■ **WHAT YOU NEED TO DO**:
Please repeat all the entries. Nothing may differ.

(Saved entries)
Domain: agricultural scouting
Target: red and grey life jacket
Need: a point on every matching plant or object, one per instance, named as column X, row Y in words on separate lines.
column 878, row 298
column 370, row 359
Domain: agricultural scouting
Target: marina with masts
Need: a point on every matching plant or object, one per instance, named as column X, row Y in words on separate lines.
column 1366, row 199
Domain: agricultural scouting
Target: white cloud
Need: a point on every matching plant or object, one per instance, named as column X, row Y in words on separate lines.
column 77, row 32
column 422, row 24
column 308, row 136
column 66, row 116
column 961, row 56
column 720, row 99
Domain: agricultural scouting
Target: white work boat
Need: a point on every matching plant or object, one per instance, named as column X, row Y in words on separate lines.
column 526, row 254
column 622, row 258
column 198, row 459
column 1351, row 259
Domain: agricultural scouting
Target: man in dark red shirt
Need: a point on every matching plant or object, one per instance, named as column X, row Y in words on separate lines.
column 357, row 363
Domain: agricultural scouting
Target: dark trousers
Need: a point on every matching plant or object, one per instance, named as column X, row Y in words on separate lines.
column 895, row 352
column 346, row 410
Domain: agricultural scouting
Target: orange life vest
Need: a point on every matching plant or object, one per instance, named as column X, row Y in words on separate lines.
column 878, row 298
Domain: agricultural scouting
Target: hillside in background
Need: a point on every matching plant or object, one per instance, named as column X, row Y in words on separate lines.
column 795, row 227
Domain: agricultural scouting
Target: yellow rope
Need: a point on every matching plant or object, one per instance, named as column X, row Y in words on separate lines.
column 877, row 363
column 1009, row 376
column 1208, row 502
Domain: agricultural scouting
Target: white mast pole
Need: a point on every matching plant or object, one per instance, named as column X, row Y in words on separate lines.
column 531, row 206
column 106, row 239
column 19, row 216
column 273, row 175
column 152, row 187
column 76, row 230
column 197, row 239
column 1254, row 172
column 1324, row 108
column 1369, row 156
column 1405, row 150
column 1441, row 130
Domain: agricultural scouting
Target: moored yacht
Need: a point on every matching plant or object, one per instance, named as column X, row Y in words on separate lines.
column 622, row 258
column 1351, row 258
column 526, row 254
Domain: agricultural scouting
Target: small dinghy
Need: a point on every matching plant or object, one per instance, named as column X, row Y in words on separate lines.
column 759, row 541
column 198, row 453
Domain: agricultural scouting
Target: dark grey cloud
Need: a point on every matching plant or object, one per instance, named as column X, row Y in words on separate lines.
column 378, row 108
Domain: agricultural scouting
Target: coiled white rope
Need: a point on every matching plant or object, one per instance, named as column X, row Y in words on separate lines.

■ **REPLY**:
Domain: agricultural scouting
Target: red and grey life jacket
Need: a point on every matching plant or object, one per instance, named as column X, row Y in words on separate lines.
column 878, row 298
column 370, row 359
Domain: agricultural scouting
Target: marina with masts
Need: a point on every matching plant or object, one per instance, named as column X, row Y in words on separate lines.
column 1366, row 199
Domain: agricultural scouting
Target: white cloud
Need: a point on every matching plant or object, one per instance, named as column X, row Y in words on separate lines.
column 77, row 32
column 422, row 24
column 308, row 136
column 66, row 116
column 961, row 56
column 720, row 99
Domain: agricultural scouting
Target: white work boat
Need: a point on every matching plant or object, one per instance, named as column X, row Y in words on separate lines.
column 526, row 254
column 622, row 258
column 198, row 459
column 1351, row 259
Domain: agricultural scouting
Target: man in dark red shirt
Need: a point on every matching plant or object, one per instance, named as column X, row Y in words on separate lines.
column 357, row 363
Domain: agricultural scouting
Target: dark trousers
Need: a point on every matching plant or object, one per instance, named as column X, row Y in words on separate lines.
column 895, row 352
column 346, row 410
Domain: agricultural scouting
Target: orange life vest
Need: a point on every matching plant or object, one per instance, named as column X, row Y in words on separate lines.
column 878, row 298
Domain: agricultural scouting
Target: hillside in background
Need: a point on every matching plant or object, one per instance, named as column X, row Y in words on separate lines.
column 795, row 227
Domain: agricultural scouting
Target: yellow rope
Need: a point on every matching plant or object, one per instance, named as column X, row Y in words on separate lines.
column 877, row 363
column 1009, row 376
column 1208, row 502
Domain: agricultural scouting
Target: white mast pole
Need: a point on every matching plant or object, one per instance, named as column X, row Y in words on separate lines.
column 531, row 206
column 106, row 239
column 19, row 216
column 273, row 175
column 152, row 187
column 76, row 230
column 197, row 239
column 1254, row 172
column 1324, row 108
column 1369, row 156
column 1405, row 150
column 1441, row 130
Domain: agricultural scouting
Target: moored yacht
Need: a point on every matching plant or object, one per instance, named as column X, row Y in words on separate lines.
column 622, row 258
column 1351, row 258
column 526, row 254
Domain: agricultural scouting
Target: small dinghy
Need: a point on every matching plant or object, one per instance, named as column X, row Y in words on separate lines.
column 759, row 541
column 198, row 453
Domain: agricultural scouting
Target: dark grey cloud
Need: a point on every matching plant or object, one per instance, named as column X, row Y in words on separate lines.
column 378, row 108
Domain: agricultural scouting
Target: coiled white rope
Need: a point on every matching plant or object, one per instance, named as column X, row Y in words on separate lines.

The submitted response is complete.